**RECORDS TO USE**
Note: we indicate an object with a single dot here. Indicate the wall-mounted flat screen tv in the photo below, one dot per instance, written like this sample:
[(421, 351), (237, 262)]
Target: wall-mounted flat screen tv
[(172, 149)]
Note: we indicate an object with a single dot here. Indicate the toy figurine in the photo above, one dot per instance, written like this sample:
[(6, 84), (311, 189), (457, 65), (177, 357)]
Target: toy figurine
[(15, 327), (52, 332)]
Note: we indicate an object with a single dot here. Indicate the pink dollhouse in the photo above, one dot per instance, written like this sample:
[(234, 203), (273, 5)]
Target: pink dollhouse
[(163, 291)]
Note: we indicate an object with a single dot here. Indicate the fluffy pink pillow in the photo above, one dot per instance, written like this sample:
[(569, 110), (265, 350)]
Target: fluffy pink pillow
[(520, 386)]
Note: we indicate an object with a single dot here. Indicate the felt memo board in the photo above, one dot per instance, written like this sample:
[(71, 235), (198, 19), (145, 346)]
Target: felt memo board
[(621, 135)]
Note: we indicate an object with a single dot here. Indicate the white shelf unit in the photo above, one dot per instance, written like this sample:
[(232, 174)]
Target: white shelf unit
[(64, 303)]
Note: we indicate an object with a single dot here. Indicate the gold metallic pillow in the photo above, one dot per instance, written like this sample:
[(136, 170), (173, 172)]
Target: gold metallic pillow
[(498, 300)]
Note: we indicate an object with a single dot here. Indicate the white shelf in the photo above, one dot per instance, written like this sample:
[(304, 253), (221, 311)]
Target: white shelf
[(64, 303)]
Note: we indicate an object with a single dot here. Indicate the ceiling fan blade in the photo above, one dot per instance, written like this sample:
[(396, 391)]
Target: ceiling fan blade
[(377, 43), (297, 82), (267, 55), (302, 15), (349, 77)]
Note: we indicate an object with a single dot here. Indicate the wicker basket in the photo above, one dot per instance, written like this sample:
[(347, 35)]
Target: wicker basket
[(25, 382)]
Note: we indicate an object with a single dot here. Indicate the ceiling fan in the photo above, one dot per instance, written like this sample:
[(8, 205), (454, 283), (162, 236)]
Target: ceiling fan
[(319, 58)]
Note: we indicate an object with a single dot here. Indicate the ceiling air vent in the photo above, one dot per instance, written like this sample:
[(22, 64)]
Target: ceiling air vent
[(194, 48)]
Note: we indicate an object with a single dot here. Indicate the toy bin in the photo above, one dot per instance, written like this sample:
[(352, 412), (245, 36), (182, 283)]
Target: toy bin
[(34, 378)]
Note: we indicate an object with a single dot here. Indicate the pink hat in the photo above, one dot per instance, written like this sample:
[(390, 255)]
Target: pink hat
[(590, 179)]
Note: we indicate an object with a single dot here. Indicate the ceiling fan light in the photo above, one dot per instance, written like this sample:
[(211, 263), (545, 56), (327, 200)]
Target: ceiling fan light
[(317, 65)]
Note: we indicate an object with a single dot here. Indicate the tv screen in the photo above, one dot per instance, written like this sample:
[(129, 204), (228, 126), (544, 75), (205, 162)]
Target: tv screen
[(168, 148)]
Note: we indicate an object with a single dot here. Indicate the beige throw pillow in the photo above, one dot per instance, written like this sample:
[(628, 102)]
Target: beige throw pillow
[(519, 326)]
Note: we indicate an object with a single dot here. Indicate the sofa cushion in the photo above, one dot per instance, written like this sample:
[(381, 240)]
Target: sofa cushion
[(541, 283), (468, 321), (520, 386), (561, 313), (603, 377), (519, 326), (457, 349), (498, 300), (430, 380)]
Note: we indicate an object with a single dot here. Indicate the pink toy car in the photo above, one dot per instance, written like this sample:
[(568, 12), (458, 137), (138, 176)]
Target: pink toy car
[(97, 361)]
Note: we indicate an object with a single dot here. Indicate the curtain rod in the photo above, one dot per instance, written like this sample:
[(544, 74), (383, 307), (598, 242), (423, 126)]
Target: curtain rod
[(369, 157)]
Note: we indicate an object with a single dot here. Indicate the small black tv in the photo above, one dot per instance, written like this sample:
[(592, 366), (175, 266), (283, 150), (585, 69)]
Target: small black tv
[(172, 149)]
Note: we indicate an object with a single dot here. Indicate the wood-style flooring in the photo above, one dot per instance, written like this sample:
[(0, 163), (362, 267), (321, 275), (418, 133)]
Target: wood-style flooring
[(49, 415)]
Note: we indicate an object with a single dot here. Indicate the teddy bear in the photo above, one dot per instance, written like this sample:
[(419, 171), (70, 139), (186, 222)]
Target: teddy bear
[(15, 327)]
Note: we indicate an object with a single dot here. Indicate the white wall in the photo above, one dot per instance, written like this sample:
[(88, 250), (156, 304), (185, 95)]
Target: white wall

**CHALLENGE**
Could you write out everything in the data from the line containing "Indicate the gold" down to the line containing "[(25, 382)]", both ends included, with the requests and their format samples left unchanged and every coordinate in the answers shifted up by 91?

**OUTPUT BELOW**
Note: we indicate an object with a single dot here. Indicate the gold metallic pillow in the photo above, one dot per instance, written like this sample:
[(136, 170), (173, 172)]
Target: gold metallic pillow
[(589, 391)]
Note: we indicate an object with a single dot here. Indicate the white shelf in the photo above, one dot per instance, written like this sample:
[(304, 253), (221, 311)]
Target: white shelf
[(155, 394)]
Note: we indicate an object with a single dot here. Indicate the ceiling fan blade in the photo above, one dot per instance, written like this sample:
[(396, 391)]
Target: ceiling fan blade
[(468, 134), (388, 173), (358, 146), (393, 106), (440, 168)]
Note: we indicate an object with a single dot here. Indicate the wicker basket in the photo above, one dot per instance, written like this sample:
[(347, 35)]
Target: wicker basket
[(116, 473)]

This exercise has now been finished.